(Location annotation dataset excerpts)

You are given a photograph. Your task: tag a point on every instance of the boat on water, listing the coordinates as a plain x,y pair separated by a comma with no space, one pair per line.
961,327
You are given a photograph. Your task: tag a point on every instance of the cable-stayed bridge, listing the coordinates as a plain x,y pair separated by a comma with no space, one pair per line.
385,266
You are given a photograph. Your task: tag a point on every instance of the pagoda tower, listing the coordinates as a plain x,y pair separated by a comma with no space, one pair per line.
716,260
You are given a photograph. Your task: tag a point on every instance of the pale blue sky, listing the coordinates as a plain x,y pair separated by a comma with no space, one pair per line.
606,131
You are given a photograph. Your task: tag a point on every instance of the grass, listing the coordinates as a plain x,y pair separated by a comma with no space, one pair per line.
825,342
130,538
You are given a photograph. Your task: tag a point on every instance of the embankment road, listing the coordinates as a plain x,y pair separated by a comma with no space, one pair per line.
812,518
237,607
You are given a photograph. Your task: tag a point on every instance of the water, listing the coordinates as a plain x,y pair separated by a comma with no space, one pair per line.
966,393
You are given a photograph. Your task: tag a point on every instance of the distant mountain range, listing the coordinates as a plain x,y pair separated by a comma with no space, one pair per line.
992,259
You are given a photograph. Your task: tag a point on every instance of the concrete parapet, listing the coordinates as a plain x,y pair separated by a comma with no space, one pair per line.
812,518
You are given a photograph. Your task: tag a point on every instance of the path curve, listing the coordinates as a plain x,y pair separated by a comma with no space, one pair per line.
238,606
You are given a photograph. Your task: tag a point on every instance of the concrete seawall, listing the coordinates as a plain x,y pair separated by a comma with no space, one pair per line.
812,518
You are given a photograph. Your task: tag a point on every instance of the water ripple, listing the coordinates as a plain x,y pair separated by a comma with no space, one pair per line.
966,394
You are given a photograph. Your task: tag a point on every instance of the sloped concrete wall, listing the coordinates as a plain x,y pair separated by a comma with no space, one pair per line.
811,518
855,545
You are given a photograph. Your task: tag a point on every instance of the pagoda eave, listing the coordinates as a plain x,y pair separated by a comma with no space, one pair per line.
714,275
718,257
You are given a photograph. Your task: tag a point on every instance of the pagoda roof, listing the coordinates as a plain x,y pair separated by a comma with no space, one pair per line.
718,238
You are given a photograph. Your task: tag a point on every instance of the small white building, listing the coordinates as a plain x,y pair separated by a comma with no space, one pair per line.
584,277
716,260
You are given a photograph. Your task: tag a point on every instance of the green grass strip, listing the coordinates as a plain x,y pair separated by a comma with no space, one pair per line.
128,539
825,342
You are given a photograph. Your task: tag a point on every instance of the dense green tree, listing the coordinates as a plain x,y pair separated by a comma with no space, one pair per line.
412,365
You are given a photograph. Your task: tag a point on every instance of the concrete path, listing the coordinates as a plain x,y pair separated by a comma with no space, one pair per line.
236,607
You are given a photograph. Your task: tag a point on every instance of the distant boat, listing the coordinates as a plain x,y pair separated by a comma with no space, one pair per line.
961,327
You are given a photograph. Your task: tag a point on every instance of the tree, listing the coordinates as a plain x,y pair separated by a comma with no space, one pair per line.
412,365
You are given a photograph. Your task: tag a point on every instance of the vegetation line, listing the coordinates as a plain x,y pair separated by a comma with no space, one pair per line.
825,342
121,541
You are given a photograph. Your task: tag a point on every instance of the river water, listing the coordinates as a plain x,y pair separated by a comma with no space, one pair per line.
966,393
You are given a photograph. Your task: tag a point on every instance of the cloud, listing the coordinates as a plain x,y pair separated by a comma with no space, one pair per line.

- _Written request_
Exactly and only the lines from the one containing "pagoda roof, listing" through the end of the material are to be reproduced, both ends included.

- _Answer in full_
You are given a photograph. Your task: tag a point on every instance of the pagoda roof, listing the coordinates as a plain x,y pair separated by a comma with no space, one pair per line.
718,238
You are given a photograph. Your task: tag a point on every instance of the small white building, listing the coordinates as a plain x,y pair separated by a comma with no space, one pair per line.
584,277
716,260
You are given a photograph. Your task: tag a point on every instance of the green grass strip, listing the coordinates as a plain x,y pair separated by a comma with no space, one pair per line.
128,539
825,342
You are given a photograph. Your task: tag a point on every instance of the dense green tree, listing the coordinates as a plain x,y pair separated by a comma with no space, one pair per line.
412,365
You are given a photograph. Your task: tag a point on every instance of the concrete path, listing the coordinates as a plain x,y pair separated by a comma with no space, one pair per line.
236,607
You are given a photograph. Your task: tag a point on every instance of the distant boat, listing the coordinates as a plain x,y pair separated by a comma with no space, one pair per line.
961,327
You are given a photograph. Your task: tag a point on every instance of the tree, listing the coordinates as a plain x,y pair separated by a comma with no space, one pair per line.
412,365
You are given a photograph. Your task: tag a point on every instance of the vegetation line, listing the coordinates as a plain x,y pair separated by a comma with no space, one pair per line.
825,342
121,541
You are given a photograph. Your task: tag a point on every instance of the river water, listing the coordinates as a plain x,y pair separated by a comma with no space, one pair per line.
966,393
You are given a photograph. Your task: tag a point on every instance of the cloud, listing the coordinates as a plain x,y pair separated by a comma with no space, one pair per line.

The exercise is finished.